● **WHAT IS BEING ASKED**:
From the records below, please return each line that holds the word "wheel".

● **SOURCE MATERIAL**:
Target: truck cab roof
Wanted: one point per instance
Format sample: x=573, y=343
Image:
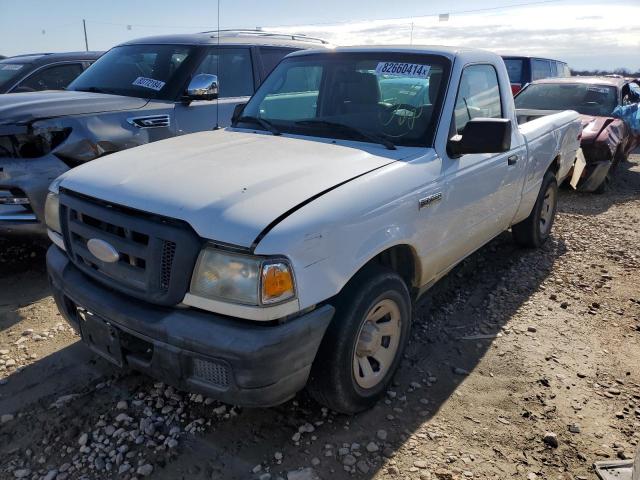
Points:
x=233, y=37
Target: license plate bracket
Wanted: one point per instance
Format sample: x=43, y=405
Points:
x=102, y=337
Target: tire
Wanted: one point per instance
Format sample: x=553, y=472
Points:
x=534, y=230
x=604, y=185
x=334, y=381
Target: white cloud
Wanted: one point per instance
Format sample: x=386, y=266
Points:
x=588, y=36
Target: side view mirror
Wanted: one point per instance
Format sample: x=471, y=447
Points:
x=482, y=135
x=203, y=87
x=237, y=112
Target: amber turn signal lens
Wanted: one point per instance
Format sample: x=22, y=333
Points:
x=277, y=282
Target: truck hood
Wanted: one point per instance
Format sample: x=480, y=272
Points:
x=26, y=107
x=228, y=185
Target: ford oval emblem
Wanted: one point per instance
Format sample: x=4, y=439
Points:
x=103, y=250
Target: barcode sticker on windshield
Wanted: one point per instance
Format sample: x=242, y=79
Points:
x=598, y=89
x=412, y=70
x=148, y=83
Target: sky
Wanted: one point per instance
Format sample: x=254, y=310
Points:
x=587, y=34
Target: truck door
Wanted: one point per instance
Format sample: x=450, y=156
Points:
x=236, y=75
x=480, y=188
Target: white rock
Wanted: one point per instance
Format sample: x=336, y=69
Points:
x=304, y=474
x=145, y=470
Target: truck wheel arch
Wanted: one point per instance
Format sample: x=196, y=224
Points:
x=402, y=259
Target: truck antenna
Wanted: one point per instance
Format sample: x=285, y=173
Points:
x=217, y=127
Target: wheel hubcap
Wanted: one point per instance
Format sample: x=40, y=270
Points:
x=377, y=343
x=548, y=210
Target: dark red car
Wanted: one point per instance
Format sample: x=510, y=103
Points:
x=606, y=140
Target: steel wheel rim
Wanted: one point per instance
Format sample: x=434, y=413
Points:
x=547, y=211
x=377, y=343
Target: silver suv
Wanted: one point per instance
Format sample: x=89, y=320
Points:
x=138, y=92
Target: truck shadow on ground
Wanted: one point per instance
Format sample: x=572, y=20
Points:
x=23, y=278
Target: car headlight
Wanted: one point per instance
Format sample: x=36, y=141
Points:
x=246, y=279
x=52, y=212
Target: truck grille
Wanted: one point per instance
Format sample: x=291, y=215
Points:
x=155, y=256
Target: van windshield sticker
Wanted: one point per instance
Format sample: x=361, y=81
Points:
x=411, y=70
x=599, y=89
x=148, y=83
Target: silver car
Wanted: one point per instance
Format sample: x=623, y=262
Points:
x=138, y=92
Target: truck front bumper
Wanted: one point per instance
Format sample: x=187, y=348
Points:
x=26, y=179
x=232, y=360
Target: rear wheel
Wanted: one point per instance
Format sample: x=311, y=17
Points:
x=534, y=230
x=363, y=346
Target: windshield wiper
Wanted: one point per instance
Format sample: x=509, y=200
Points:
x=267, y=125
x=95, y=90
x=364, y=134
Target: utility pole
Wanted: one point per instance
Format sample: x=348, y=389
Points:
x=86, y=42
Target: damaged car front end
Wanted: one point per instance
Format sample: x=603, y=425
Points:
x=34, y=153
x=605, y=140
x=604, y=144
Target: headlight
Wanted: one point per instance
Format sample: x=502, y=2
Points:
x=242, y=278
x=52, y=212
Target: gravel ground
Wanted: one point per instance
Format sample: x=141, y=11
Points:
x=522, y=364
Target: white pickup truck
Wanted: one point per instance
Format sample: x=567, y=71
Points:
x=287, y=250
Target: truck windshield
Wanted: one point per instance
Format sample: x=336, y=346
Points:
x=514, y=69
x=599, y=100
x=388, y=98
x=9, y=73
x=144, y=71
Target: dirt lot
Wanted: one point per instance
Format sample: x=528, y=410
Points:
x=522, y=364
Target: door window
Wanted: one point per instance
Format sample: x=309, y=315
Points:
x=540, y=69
x=233, y=68
x=296, y=94
x=51, y=78
x=478, y=95
x=514, y=69
x=272, y=56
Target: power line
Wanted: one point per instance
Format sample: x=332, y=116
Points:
x=301, y=24
x=426, y=15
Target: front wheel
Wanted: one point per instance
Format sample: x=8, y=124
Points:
x=534, y=230
x=364, y=343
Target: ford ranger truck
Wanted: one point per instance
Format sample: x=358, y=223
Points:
x=288, y=250
x=138, y=92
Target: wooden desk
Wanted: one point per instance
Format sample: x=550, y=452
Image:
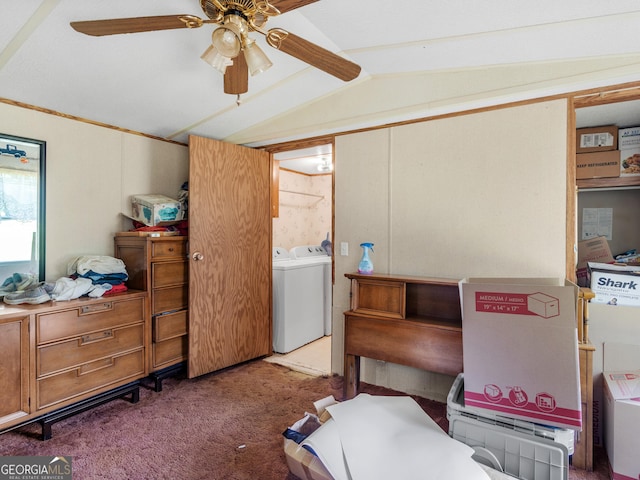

● **RESULT**:
Target: truck wheel arch
Target: wheel hubcap
Target: steel wheel rim
Target: rear wheel
Target: front wheel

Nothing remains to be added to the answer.